● Directions:
1. In the forum thread, how much does the kid at the range charge for the brass he collects?
2. Copy the forum thread word for word, from "I purchase the" to "add up quickly.".

● Document section:
==*==

# Wal mart and Winchester.40 SW.



## rseasy1 (Sep 14, 2010)

I purchase the .40 cal. Winchester in 165 gr. and 180 gr.bullets from walmart and shoot about 100 rd's
a week on my day off from work and was wondering if the brass is worth keeping thought maybe someone local could reload if it is cost affective or just keep it to cash it in for scrap as they are fairly heavy and will add up quickly.
Are they good for reloading or just scraping?


----------



## recoilguy (Apr 30, 2009)

It is cost effective to reload. 

If you save it and don't reload someone would probably buy the cases from you if you have enough of them. You will get more then scrap that way. 

There is a kid who rummages brass at the range I belong to and bags it and sells it for 20 buck per 1000. I ussually buy it from him, I like to see a kid be a business man and take some inititive. 20 bucks per 1000 for clean brass is a good deal. Then I don't have to pick and bend and seperate and clean either.

Its up to you. If you won't use leave it ofr someone who will

RCG


----------



## rseasy1 (Sep 14, 2010)

*Rcg*

A kid gathering brass at the range is a good place for brass scrap source that is.
I'm fifty years old and in my younger days
alot of kids did things to make money these days no many want to do that,
two thumbs up to the little guy hope he is able to collect enough and stay away from trouble doing it.
Like you said at least he's making a go at it.


----------

==*==

● Dataset rows:
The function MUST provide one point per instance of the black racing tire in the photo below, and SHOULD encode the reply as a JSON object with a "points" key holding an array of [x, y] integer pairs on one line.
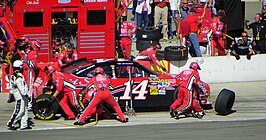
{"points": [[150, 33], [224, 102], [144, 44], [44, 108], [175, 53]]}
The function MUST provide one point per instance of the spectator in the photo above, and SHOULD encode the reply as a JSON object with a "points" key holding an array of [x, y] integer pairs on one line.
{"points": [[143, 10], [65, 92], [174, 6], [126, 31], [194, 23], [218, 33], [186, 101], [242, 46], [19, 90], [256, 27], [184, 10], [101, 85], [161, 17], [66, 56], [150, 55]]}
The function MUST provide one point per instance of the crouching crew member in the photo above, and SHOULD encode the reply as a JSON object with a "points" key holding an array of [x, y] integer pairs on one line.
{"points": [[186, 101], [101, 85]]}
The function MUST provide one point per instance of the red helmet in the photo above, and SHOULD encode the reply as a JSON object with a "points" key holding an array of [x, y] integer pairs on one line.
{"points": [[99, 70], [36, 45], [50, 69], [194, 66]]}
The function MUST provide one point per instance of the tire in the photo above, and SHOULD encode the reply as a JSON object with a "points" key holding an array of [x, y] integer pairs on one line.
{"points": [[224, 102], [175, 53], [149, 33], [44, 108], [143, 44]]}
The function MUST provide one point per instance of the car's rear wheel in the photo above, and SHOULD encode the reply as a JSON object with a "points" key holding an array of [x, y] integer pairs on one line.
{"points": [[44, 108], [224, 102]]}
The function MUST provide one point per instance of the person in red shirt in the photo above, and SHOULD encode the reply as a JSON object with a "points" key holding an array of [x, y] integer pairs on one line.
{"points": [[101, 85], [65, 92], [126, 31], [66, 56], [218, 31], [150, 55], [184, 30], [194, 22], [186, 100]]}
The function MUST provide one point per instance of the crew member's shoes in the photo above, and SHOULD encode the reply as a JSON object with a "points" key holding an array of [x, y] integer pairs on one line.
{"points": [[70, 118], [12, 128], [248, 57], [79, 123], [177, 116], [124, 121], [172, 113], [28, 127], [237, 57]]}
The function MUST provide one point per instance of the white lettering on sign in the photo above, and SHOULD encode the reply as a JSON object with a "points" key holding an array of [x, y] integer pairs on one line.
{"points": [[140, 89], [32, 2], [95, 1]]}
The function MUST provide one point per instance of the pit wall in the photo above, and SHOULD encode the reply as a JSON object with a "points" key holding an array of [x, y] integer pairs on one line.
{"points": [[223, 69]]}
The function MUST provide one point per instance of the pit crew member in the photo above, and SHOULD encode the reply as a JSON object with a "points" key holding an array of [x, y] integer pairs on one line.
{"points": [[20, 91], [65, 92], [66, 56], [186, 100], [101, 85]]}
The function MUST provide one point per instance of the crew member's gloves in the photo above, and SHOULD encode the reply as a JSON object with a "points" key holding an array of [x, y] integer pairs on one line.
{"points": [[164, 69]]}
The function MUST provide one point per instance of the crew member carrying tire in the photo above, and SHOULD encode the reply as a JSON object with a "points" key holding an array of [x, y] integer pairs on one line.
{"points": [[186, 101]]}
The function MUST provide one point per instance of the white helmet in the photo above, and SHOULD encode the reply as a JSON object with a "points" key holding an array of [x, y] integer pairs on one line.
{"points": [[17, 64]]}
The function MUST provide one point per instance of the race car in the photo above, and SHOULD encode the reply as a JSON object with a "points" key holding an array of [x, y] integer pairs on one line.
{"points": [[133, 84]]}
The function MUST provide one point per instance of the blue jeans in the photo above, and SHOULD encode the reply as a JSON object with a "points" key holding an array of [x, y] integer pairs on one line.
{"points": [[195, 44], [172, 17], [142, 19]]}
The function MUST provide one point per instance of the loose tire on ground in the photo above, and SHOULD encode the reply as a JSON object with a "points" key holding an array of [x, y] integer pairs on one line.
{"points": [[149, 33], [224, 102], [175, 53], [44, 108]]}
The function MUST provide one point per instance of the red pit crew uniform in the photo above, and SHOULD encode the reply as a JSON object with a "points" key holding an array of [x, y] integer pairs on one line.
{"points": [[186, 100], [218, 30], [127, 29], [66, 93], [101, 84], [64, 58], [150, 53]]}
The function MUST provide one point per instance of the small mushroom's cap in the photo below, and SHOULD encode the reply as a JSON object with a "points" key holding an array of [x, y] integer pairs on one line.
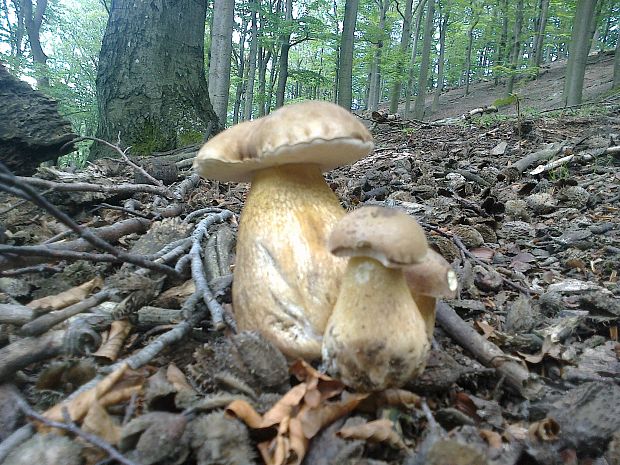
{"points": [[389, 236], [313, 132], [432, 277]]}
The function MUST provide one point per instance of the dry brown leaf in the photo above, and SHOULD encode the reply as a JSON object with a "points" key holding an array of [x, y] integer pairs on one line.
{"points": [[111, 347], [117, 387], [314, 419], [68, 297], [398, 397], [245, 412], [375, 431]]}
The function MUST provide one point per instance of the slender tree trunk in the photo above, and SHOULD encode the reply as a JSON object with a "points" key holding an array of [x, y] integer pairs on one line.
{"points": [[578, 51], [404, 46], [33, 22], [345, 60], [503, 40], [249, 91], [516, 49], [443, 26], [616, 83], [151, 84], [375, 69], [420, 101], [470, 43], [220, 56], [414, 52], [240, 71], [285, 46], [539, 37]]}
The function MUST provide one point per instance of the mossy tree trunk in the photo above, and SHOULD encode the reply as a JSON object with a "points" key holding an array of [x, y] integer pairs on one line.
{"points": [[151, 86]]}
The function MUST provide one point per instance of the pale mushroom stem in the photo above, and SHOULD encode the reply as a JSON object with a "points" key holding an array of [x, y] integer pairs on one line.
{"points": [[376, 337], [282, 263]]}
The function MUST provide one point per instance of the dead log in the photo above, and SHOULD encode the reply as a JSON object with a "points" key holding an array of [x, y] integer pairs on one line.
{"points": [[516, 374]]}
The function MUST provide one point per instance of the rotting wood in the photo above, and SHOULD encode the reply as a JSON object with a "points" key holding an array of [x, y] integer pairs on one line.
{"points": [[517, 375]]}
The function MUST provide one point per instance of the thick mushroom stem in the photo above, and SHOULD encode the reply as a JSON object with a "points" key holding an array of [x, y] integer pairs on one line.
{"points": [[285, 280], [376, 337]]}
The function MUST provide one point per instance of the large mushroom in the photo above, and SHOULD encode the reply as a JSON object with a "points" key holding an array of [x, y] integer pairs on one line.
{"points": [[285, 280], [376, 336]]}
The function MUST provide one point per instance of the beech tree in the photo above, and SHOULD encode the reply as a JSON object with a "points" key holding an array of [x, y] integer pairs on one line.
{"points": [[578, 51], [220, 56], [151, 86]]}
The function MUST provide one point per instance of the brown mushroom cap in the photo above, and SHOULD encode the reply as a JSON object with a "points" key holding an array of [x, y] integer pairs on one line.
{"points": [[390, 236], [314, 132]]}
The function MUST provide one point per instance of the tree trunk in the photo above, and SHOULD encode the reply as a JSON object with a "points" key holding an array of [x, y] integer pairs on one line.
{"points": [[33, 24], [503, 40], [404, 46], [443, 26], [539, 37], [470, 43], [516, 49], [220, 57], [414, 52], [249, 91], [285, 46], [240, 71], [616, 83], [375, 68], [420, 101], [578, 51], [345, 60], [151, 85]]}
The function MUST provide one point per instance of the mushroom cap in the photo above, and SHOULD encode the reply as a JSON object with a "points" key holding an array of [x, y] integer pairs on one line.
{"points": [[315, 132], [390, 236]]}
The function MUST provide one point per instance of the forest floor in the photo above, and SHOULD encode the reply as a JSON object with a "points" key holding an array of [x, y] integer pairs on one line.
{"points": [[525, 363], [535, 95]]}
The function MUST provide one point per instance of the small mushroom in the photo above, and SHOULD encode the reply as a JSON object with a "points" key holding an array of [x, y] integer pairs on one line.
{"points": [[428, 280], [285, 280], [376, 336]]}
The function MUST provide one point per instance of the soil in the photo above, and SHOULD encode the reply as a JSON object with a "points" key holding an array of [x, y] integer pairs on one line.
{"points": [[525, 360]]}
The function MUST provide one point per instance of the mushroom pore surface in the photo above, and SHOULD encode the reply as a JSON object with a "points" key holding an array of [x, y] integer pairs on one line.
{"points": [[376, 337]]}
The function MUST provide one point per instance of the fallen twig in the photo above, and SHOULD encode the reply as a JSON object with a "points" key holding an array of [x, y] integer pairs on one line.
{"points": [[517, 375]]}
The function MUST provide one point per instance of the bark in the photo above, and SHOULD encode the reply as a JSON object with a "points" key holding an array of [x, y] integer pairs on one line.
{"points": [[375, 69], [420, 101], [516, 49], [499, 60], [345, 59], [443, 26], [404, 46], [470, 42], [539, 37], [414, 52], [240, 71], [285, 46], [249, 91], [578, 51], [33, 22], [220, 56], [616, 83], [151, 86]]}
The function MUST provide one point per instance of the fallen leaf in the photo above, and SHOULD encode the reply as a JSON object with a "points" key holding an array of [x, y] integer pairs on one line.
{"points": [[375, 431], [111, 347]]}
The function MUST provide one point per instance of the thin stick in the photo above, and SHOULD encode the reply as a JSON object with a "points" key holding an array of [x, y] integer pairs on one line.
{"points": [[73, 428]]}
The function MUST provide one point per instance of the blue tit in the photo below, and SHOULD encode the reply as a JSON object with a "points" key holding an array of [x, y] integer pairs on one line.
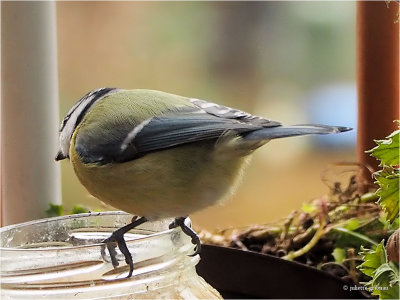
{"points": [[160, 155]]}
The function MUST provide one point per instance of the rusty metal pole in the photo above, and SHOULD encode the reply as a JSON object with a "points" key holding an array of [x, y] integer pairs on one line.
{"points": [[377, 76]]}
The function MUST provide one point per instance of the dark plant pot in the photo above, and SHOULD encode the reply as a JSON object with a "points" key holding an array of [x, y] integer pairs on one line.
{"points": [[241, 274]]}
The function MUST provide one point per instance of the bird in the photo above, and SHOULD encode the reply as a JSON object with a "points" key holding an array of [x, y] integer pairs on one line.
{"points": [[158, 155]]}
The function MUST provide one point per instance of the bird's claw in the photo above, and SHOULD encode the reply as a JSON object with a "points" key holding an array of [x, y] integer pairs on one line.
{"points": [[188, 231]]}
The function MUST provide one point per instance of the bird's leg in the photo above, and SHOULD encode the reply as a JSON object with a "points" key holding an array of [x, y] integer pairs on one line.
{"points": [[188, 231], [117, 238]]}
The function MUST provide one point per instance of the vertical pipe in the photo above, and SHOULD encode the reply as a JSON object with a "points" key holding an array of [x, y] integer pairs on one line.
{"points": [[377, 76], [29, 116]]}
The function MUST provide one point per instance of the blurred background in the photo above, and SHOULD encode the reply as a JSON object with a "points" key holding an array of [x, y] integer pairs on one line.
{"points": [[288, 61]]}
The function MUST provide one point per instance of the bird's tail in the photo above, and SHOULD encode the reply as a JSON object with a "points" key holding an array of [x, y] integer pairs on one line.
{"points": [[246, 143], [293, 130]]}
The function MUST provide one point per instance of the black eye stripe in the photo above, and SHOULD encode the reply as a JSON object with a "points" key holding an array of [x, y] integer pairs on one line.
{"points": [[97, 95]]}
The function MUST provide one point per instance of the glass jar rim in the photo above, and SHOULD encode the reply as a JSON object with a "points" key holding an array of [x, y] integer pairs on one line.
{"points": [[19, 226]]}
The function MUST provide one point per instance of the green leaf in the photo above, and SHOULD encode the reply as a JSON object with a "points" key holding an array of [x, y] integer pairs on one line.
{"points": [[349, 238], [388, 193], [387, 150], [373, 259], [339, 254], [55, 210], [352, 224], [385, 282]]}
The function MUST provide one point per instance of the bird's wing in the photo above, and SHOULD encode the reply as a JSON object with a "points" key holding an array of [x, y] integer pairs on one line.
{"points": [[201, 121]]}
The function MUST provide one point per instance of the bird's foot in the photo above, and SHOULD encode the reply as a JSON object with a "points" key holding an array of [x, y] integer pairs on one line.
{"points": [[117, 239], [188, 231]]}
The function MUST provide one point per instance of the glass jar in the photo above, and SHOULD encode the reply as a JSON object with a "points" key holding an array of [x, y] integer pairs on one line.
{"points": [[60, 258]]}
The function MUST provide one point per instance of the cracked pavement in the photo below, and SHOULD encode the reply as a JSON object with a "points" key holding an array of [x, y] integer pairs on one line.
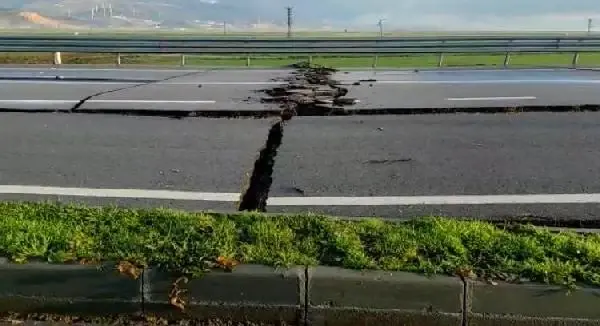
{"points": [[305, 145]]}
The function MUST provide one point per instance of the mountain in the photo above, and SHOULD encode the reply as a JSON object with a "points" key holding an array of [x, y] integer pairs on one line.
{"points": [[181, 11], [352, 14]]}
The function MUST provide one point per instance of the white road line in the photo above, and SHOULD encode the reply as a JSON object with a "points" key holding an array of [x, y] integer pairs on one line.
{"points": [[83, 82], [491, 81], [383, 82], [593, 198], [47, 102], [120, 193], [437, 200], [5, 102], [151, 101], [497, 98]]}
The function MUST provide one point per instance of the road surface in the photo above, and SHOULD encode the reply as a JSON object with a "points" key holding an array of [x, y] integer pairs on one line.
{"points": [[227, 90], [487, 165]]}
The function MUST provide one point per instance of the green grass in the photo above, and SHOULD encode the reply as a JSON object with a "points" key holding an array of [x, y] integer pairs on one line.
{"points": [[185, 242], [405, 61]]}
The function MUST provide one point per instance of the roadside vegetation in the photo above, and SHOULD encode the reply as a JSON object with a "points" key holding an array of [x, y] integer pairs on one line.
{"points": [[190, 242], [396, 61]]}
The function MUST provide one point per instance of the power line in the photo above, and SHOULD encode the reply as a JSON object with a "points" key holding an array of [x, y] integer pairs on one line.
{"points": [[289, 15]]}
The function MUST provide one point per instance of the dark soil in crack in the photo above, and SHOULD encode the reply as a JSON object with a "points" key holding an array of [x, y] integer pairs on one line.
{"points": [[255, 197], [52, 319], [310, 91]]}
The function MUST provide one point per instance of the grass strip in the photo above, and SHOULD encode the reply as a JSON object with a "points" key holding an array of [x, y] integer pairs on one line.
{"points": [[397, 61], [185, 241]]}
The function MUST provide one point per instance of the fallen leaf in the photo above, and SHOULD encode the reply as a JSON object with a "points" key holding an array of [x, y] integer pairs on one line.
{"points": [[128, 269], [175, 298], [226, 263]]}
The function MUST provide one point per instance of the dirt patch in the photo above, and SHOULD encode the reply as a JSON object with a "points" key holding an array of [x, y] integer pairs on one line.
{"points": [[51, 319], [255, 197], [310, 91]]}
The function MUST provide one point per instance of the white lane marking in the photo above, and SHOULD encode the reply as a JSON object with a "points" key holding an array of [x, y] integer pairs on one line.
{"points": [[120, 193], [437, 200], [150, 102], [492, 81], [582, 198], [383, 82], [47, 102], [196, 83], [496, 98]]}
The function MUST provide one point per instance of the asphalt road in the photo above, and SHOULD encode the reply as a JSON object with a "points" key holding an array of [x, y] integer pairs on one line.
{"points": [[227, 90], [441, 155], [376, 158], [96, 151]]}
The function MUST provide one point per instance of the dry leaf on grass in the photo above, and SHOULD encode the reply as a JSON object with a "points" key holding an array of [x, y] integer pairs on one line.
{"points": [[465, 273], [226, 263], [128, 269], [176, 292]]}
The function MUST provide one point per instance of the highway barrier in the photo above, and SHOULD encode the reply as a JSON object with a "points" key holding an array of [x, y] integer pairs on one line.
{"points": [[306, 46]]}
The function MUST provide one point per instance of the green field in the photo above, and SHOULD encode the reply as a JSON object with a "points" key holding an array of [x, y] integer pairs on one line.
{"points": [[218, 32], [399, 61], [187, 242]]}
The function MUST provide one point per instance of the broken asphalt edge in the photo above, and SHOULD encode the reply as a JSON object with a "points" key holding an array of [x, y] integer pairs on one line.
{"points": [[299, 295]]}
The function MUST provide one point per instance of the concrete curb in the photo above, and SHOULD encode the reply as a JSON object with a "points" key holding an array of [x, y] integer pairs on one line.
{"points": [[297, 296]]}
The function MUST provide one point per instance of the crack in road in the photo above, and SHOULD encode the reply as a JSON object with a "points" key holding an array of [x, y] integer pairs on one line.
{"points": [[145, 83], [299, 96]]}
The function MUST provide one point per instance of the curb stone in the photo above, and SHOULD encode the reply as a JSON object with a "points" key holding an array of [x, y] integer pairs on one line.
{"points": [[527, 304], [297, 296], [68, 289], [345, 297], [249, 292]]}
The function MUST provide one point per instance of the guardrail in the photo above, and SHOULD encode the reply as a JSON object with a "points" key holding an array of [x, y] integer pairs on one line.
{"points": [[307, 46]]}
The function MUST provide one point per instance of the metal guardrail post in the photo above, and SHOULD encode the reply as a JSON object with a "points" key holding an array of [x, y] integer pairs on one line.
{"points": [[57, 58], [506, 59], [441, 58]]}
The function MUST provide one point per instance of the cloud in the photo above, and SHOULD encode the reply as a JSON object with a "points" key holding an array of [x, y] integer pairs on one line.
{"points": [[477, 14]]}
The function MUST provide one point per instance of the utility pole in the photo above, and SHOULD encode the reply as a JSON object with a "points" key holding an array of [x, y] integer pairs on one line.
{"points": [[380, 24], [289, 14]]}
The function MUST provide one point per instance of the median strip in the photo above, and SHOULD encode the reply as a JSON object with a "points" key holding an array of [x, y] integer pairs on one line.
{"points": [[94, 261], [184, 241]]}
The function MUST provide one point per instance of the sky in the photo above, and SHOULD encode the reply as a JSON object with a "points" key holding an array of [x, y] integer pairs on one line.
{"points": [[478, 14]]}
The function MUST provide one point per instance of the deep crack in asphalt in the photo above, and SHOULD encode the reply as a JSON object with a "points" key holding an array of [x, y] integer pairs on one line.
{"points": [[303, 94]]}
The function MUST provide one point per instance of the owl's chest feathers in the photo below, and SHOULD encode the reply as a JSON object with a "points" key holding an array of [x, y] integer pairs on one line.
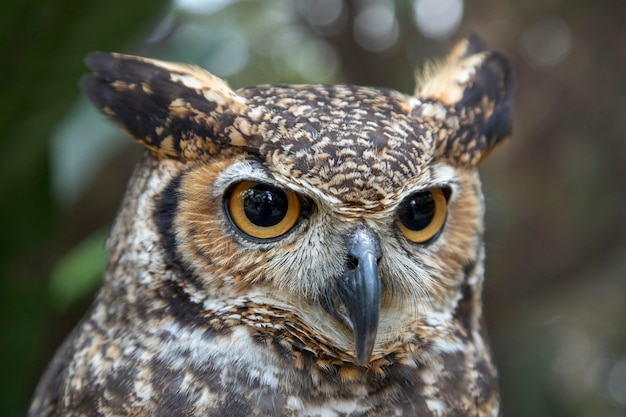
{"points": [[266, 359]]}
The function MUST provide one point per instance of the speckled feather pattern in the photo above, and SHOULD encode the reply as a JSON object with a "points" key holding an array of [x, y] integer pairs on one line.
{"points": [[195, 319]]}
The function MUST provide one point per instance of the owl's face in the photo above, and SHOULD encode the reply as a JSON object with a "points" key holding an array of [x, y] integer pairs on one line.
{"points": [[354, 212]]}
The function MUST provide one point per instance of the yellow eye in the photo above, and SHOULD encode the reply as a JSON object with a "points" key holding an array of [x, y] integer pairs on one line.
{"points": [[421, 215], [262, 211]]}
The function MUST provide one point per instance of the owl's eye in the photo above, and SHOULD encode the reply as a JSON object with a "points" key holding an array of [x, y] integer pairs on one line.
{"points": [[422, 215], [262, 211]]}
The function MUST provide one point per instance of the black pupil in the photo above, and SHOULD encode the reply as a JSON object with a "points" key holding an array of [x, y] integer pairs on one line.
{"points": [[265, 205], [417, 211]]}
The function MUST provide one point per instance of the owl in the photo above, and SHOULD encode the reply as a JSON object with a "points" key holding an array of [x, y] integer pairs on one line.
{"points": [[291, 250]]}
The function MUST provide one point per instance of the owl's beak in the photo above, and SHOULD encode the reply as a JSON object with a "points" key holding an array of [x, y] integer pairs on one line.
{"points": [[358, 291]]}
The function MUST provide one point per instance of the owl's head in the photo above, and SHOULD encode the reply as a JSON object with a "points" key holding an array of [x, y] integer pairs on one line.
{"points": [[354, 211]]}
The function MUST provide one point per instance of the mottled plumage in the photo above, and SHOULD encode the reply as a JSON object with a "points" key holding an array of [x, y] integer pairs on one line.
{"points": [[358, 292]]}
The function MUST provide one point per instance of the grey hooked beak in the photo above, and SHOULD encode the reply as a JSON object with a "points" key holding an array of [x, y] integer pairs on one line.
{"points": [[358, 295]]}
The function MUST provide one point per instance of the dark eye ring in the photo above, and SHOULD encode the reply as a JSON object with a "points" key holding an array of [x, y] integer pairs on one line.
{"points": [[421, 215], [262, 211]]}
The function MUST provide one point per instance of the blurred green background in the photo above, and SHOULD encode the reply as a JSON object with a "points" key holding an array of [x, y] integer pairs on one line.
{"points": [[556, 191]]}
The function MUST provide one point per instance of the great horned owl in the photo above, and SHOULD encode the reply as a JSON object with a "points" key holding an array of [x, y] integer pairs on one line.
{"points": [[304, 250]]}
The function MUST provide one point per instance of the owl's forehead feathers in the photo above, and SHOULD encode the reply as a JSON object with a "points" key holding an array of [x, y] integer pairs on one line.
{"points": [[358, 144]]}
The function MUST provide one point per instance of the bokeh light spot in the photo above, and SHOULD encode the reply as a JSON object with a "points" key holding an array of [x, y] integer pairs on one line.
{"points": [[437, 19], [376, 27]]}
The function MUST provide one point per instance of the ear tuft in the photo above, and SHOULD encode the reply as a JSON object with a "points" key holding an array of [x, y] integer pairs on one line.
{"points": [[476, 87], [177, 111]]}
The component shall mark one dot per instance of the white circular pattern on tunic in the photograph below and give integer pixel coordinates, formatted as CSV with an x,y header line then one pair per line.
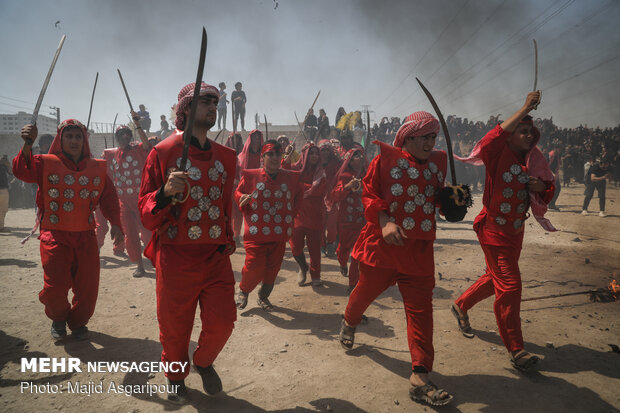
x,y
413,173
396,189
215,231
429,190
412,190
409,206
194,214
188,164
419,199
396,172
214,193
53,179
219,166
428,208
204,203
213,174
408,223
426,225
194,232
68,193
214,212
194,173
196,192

==*==

● Task-by-task results:
1. 20 bucks per 1000.

2.
I purchase the .40 cal. Winchester in 165 gr. and 180 gr.bullets from walmart and shoot about 100 rd's
a week on my day off from work and was wondering if the brass is worth keeping thought maybe someone local could reload if it is cost affective or just keep it to cash it in for scrap as they are fairly heavy and will add up quickly.